* Assigned task *
Copy each line of the material in which the word "outline" appears.

::::::

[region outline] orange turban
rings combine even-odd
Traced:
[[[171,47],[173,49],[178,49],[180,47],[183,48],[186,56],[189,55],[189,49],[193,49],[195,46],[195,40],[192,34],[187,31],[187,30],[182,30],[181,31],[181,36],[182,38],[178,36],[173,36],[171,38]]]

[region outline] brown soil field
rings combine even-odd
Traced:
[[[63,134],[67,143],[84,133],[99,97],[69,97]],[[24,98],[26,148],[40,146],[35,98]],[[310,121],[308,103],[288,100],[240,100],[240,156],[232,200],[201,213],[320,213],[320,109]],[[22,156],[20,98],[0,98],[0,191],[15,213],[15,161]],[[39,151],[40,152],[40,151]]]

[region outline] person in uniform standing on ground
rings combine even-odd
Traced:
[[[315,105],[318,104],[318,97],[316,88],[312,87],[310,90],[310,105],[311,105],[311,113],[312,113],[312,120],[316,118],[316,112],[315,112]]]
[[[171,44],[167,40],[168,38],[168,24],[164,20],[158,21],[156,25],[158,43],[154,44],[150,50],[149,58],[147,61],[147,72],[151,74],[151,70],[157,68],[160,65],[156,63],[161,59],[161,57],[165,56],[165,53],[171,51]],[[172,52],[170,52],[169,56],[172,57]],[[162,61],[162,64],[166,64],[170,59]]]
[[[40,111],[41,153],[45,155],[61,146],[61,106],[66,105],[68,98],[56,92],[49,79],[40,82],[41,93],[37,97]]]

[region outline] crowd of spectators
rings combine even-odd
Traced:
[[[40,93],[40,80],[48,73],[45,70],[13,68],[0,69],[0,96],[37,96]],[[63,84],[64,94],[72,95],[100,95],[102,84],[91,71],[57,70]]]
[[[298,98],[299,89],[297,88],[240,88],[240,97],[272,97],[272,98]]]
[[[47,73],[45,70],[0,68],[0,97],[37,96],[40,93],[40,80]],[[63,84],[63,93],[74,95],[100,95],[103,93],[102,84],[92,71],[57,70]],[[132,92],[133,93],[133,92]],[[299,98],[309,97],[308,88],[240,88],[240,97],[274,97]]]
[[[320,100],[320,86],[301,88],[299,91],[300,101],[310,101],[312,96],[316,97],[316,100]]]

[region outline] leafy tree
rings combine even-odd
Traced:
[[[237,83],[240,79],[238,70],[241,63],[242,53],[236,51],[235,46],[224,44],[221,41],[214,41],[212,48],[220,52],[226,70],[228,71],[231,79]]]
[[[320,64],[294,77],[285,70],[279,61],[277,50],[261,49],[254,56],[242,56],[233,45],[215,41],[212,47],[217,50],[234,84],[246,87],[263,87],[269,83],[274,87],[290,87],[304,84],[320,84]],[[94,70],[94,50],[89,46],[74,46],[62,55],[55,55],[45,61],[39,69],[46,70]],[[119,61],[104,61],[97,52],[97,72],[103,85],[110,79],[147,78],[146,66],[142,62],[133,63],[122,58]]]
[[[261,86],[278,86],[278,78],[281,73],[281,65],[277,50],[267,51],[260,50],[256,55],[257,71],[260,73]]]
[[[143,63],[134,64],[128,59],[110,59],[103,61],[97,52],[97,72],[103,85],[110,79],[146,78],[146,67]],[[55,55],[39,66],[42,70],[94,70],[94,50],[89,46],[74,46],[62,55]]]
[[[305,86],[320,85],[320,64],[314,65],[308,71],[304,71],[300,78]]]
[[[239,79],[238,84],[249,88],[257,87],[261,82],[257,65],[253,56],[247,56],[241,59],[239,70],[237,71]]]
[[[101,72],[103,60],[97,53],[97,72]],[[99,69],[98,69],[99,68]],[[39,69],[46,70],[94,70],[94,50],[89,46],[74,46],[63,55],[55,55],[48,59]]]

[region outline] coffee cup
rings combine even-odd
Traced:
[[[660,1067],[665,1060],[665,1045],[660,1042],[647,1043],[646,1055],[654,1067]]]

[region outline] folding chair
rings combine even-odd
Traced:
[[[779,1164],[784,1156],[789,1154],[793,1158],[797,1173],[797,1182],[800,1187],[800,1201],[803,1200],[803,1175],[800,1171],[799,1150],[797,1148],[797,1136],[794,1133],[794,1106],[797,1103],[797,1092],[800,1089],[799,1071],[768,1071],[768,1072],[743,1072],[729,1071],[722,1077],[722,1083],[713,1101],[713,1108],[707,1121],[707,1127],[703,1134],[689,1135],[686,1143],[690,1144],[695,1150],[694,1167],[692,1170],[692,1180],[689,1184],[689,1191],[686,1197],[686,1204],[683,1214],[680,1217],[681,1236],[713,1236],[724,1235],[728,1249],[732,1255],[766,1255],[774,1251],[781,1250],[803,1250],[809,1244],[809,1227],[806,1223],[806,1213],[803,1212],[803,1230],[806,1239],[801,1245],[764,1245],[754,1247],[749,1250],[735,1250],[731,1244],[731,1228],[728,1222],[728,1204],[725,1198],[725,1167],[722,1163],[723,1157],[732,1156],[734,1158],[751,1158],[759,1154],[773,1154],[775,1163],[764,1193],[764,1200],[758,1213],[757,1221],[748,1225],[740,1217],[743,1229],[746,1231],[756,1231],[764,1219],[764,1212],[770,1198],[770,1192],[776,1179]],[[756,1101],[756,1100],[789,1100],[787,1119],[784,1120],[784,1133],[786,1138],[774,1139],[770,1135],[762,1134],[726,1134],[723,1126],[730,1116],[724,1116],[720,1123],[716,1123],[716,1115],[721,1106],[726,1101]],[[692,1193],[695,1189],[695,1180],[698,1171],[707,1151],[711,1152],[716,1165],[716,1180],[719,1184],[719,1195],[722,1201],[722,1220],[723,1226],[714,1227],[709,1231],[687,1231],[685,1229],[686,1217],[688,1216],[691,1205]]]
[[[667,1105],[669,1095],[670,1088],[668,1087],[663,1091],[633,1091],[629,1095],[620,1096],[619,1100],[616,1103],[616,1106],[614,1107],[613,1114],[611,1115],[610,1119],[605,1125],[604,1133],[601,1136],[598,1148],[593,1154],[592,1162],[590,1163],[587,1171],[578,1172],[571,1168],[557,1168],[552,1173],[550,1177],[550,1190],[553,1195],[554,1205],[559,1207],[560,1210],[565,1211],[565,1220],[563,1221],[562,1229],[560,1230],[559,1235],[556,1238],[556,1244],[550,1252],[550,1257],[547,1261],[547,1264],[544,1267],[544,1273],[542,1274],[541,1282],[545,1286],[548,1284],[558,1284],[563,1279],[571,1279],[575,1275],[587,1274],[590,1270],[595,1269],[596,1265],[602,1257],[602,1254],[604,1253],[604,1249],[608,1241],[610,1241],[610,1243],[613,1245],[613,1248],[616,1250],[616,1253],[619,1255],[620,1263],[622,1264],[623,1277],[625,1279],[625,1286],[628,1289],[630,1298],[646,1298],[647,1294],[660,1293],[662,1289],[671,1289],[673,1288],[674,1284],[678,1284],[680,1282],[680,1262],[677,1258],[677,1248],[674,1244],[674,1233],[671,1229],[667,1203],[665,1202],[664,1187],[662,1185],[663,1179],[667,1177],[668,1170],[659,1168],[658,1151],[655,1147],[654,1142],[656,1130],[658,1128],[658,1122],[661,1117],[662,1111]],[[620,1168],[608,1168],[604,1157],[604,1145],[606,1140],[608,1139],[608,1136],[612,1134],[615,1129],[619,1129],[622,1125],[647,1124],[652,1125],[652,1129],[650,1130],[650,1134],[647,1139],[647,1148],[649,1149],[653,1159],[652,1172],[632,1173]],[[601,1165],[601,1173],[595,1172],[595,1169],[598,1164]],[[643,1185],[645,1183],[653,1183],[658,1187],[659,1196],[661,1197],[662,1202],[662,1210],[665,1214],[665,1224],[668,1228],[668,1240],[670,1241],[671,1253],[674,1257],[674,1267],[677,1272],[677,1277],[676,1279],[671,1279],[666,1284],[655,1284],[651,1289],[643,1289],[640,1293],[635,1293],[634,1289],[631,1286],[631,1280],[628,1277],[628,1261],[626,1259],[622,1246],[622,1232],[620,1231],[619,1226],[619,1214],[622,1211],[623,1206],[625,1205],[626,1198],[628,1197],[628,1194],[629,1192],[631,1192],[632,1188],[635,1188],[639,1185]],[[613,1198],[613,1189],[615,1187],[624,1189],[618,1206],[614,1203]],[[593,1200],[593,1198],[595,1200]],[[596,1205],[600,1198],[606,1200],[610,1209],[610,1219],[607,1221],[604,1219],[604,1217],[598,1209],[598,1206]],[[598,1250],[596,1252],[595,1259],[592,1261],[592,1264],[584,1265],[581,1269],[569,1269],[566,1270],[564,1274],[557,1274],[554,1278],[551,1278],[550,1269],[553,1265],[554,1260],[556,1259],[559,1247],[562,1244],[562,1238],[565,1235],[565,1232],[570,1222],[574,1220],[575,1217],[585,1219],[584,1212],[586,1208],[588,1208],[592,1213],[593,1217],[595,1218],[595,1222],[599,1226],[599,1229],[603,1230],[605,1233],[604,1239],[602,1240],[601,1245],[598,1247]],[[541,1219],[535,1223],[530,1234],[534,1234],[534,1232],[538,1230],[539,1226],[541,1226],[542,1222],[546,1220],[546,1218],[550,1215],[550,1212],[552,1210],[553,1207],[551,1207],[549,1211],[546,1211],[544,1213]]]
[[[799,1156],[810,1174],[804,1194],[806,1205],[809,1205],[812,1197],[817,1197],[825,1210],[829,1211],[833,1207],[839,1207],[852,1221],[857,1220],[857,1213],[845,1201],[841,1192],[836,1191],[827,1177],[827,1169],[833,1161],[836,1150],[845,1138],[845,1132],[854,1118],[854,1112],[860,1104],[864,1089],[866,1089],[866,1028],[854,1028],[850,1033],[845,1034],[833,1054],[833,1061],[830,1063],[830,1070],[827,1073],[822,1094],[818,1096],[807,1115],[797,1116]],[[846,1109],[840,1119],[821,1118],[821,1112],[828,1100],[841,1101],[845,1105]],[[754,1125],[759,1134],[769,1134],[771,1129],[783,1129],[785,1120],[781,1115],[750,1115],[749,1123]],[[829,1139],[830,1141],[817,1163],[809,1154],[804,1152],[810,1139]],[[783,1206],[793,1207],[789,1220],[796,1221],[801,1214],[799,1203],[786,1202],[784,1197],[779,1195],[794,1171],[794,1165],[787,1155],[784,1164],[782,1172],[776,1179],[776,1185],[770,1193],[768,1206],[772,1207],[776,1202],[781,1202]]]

::::::

* Exercise result *
[region outline] orange turban
[region outline] brown soil field
[region outline] person in uniform standing on ground
[region outline] crowd of spectators
[region outline] leafy tree
[region outline] coffee cup
[region outline] folding chair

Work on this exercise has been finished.